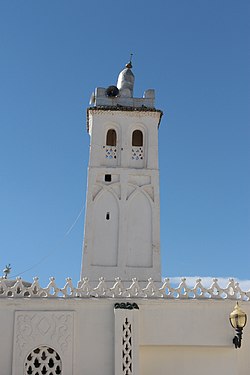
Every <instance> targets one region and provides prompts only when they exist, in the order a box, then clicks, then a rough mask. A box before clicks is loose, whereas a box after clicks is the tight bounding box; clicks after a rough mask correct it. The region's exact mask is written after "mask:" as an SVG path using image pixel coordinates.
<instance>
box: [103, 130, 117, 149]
mask: <svg viewBox="0 0 250 375" xmlns="http://www.w3.org/2000/svg"><path fill="white" fill-rule="evenodd" d="M116 138H117V137H116V131H115V129H109V130H108V132H107V136H106V145H107V146H116Z"/></svg>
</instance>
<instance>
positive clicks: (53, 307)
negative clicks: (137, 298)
mask: <svg viewBox="0 0 250 375" xmlns="http://www.w3.org/2000/svg"><path fill="white" fill-rule="evenodd" d="M121 301H126V299H108V298H105V299H102V298H92V299H84V298H83V299H76V298H75V299H58V298H55V299H53V298H31V299H27V298H26V299H25V298H19V299H18V298H14V299H12V298H1V299H0V319H1V325H0V335H1V350H0V364H1V372H0V373H1V374H3V375H13V374H20V375H22V374H23V372H22V369H21V368H20V370H19V372H18V371H16V369H15V366H14V367H12V361H14V363H15V360H14V359H13V356H15V351H14V352H13V348H14V347H15V346H16V345H17V343H18V340H19V338H18V337H17V334H18V332H19V333H20V327H19V330H18V329H17V328H18V327H17V320H16V319H15V316H16V317H17V316H20V315H21V316H23V317H24V316H26V315H27V316H29V317H30V316H34V317H35V319H38V318H39V319H40V318H42V316H43V314H44V317H47V316H48V315H49V316H51V315H53V314H57V315H58V316H59V315H60V316H61V315H62V316H63V315H65V314H66V315H67V314H69V312H70V314H71V315H72V317H73V321H72V326H73V327H74V328H73V329H72V330H71V331H70V335H69V336H70V337H69V342H70V340H72V351H73V369H72V372H70V371H64V373H63V374H64V375H82V374H99V373H100V372H101V373H102V374H103V375H110V374H115V342H116V340H119V337H118V336H117V335H115V319H116V318H115V312H114V303H115V302H121ZM127 301H129V302H136V303H137V304H138V306H139V311H137V312H136V313H138V316H137V318H136V319H138V325H139V330H138V334H137V337H136V336H135V339H136V340H138V341H136V342H138V346H139V358H138V363H137V365H138V367H140V372H139V374H141V375H150V374H156V373H157V374H160V375H161V374H162V375H163V374H164V375H165V374H168V373H172V374H175V375H183V374H185V375H196V374H197V375H198V374H202V375H207V374H210V373H213V374H216V375H217V374H230V375H247V374H249V369H250V362H249V357H250V356H249V351H250V325H247V326H246V327H245V329H244V332H243V341H242V348H241V349H237V350H236V349H234V346H233V343H232V339H233V336H234V330H233V329H232V327H231V325H230V323H229V319H228V316H229V313H230V312H231V311H232V309H233V307H234V305H235V301H230V300H219V301H214V300H201V301H197V300H191V301H189V300H187V301H185V300H176V301H172V300H160V299H156V300H145V299H142V298H141V299H136V298H133V299H128V300H127ZM241 306H242V308H243V310H244V311H246V313H247V314H248V316H250V304H249V302H242V303H241ZM126 311H127V310H123V311H122V312H121V315H122V318H124V316H126ZM128 314H129V315H130V319H131V311H130V310H128ZM38 315H39V317H38ZM132 320H133V318H132ZM136 324H137V323H136ZM37 327H38V326H37ZM41 327H42V328H41ZM41 327H40V331H39V330H38V332H37V331H36V330H37V328H36V327H34V331H33V333H32V331H31V330H30V329H29V324H27V327H26V324H24V326H23V332H25V337H26V340H25V342H26V343H25V346H24V350H23V351H22V352H21V357H20V358H19V359H18V361H19V363H23V362H24V361H25V358H26V355H27V353H28V352H29V351H30V350H32V349H33V348H34V347H35V346H36V345H37V344H38V342H40V343H41V344H45V345H48V346H51V347H53V346H56V348H57V351H58V353H59V354H60V357H61V359H62V365H63V368H64V369H65V368H66V366H67V363H69V362H68V361H69V359H68V358H69V357H68V354H67V352H65V353H63V351H62V350H61V348H60V339H59V336H60V334H59V336H57V337H56V335H57V333H55V332H54V330H53V324H52V325H51V326H50V327H49V328H47V326H46V324H42V325H41ZM37 334H38V336H37ZM61 334H62V335H63V334H64V333H63V332H62V333H61ZM39 335H40V336H39ZM39 337H40V338H39ZM119 355H120V353H119ZM15 371H16V372H15ZM115 375H118V374H115Z"/></svg>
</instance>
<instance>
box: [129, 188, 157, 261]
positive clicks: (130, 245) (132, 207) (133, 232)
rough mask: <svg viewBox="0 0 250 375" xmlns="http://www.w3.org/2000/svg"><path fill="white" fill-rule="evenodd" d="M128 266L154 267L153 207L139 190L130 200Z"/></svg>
mask: <svg viewBox="0 0 250 375" xmlns="http://www.w3.org/2000/svg"><path fill="white" fill-rule="evenodd" d="M127 217H128V224H127V228H128V230H127V246H128V247H127V266H130V267H152V208H151V204H150V201H149V199H148V198H147V196H146V195H145V194H144V193H142V192H141V191H137V192H136V193H135V194H133V195H132V196H131V197H130V198H129V200H128V216H127Z"/></svg>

### REQUEST
Could you give all of the data again exactly as written, omitting any pictures?

### SOLVED PROBLEM
Every <instance> targets one region and provides prompts only when they exist, in the order a box, then clicks, then a rough mask. A box before clicks is loose, whereas a box after clicks is the tight bounding box; clicks after a rough mask correct it. The region's exact mask is written after "mask:" as an SVG path using image pixel coordinates.
<instance>
box: [103, 130, 117, 149]
mask: <svg viewBox="0 0 250 375" xmlns="http://www.w3.org/2000/svg"><path fill="white" fill-rule="evenodd" d="M116 138H117V137H116V131H115V129H109V130H108V132H107V136H106V145H107V146H116Z"/></svg>
</instance>
<instance>
positive clicks: (53, 307)
negative clicks: (137, 298)
mask: <svg viewBox="0 0 250 375" xmlns="http://www.w3.org/2000/svg"><path fill="white" fill-rule="evenodd" d="M121 301H126V299H108V298H105V299H102V298H92V299H84V298H83V299H76V298H75V299H58V298H55V299H53V298H31V299H27V298H26V299H25V298H19V299H18V298H14V299H12V298H1V299H0V319H1V325H0V335H1V350H0V364H1V372H0V373H1V374H3V375H13V374H20V375H22V374H23V372H22V369H21V368H20V370H19V372H18V371H16V369H15V366H14V367H12V361H14V363H15V360H14V359H13V356H15V351H14V352H13V348H14V347H15V346H16V345H17V343H18V340H19V338H18V337H17V334H18V332H19V333H20V327H19V330H18V329H17V328H18V327H17V320H16V319H15V316H16V317H17V316H20V315H21V316H23V317H24V316H26V315H27V316H29V317H30V316H34V317H35V319H38V318H39V319H40V318H42V316H43V314H44V317H47V316H48V315H49V316H51V315H53V314H57V315H58V316H59V315H60V316H61V315H62V316H63V315H65V314H66V315H67V314H69V312H70V314H71V315H72V317H73V321H72V326H73V327H74V328H73V329H72V330H71V331H70V335H69V336H70V337H69V342H70V340H72V351H73V369H72V372H70V371H64V373H63V374H64V375H82V374H99V373H100V372H101V373H102V374H103V375H110V374H115V342H116V340H119V337H118V336H117V335H115V319H116V318H115V312H114V303H115V302H121ZM127 301H129V302H136V303H137V304H138V306H139V311H137V312H136V313H138V316H137V318H136V319H138V325H139V330H138V334H137V337H136V336H135V339H136V340H138V341H136V342H138V346H139V358H138V363H137V365H138V367H140V372H139V374H141V375H150V374H156V373H157V374H160V375H161V374H162V375H163V374H164V375H165V374H168V373H172V374H175V375H183V374H185V375H196V374H197V375H198V374H202V375H207V374H210V373H213V374H216V375H217V374H230V375H247V374H249V369H250V362H249V357H250V356H249V351H250V325H247V326H246V327H245V329H244V332H243V341H242V348H241V349H237V350H236V349H234V346H233V343H232V339H233V336H234V330H233V329H232V327H231V325H230V323H229V319H228V316H229V313H230V312H231V311H232V309H233V307H234V305H235V301H230V300H219V301H214V300H201V301H197V300H191V301H189V300H187V301H185V300H176V301H172V300H160V299H156V300H145V299H142V298H141V299H136V298H133V299H128V300H127ZM241 306H242V308H243V310H244V311H246V313H247V314H248V316H250V304H249V302H242V303H241ZM126 311H127V310H123V311H122V312H121V315H122V318H124V316H126ZM128 314H129V315H130V319H131V311H130V310H128ZM38 315H39V317H38ZM132 320H133V318H132ZM136 324H137V323H136ZM37 327H38V326H37ZM41 327H42V328H41ZM41 327H40V331H39V330H38V332H37V331H36V330H37V328H36V327H34V331H33V333H32V331H31V330H30V329H29V324H27V327H26V324H24V326H23V332H25V337H26V340H25V342H26V343H25V346H24V350H23V351H22V352H21V357H20V358H19V359H18V361H19V363H23V362H24V361H25V358H26V355H27V353H28V352H29V351H30V350H32V349H33V348H34V347H35V346H36V345H37V344H38V342H40V343H41V344H45V345H48V346H51V347H53V346H56V348H57V351H58V353H59V354H60V357H61V359H62V365H63V368H64V369H65V368H66V366H67V363H69V362H68V361H69V359H68V358H69V357H68V354H67V352H65V353H63V351H62V350H61V348H60V339H59V336H60V334H59V336H57V337H56V335H57V333H55V332H54V330H53V324H52V325H51V326H50V327H49V328H47V326H46V324H42V325H41ZM37 334H38V336H37ZM61 334H62V335H63V334H64V333H63V332H62V333H61ZM39 335H40V336H39ZM39 337H40V338H39ZM119 355H120V353H119ZM15 371H16V372H15ZM115 375H118V374H115Z"/></svg>
</instance>
<instance>
box: [129, 188, 157, 261]
positive clicks: (130, 245) (132, 207) (133, 232)
rough mask: <svg viewBox="0 0 250 375" xmlns="http://www.w3.org/2000/svg"><path fill="white" fill-rule="evenodd" d="M128 266L154 267L153 207L139 190L130 200Z"/></svg>
mask: <svg viewBox="0 0 250 375" xmlns="http://www.w3.org/2000/svg"><path fill="white" fill-rule="evenodd" d="M127 217H128V224H127V228H128V230H127V246H128V247H127V266H130V267H152V208H151V204H150V201H149V199H148V198H147V196H146V195H145V194H144V193H142V192H141V191H137V192H136V193H135V194H133V195H132V196H131V197H130V198H129V200H128V216H127Z"/></svg>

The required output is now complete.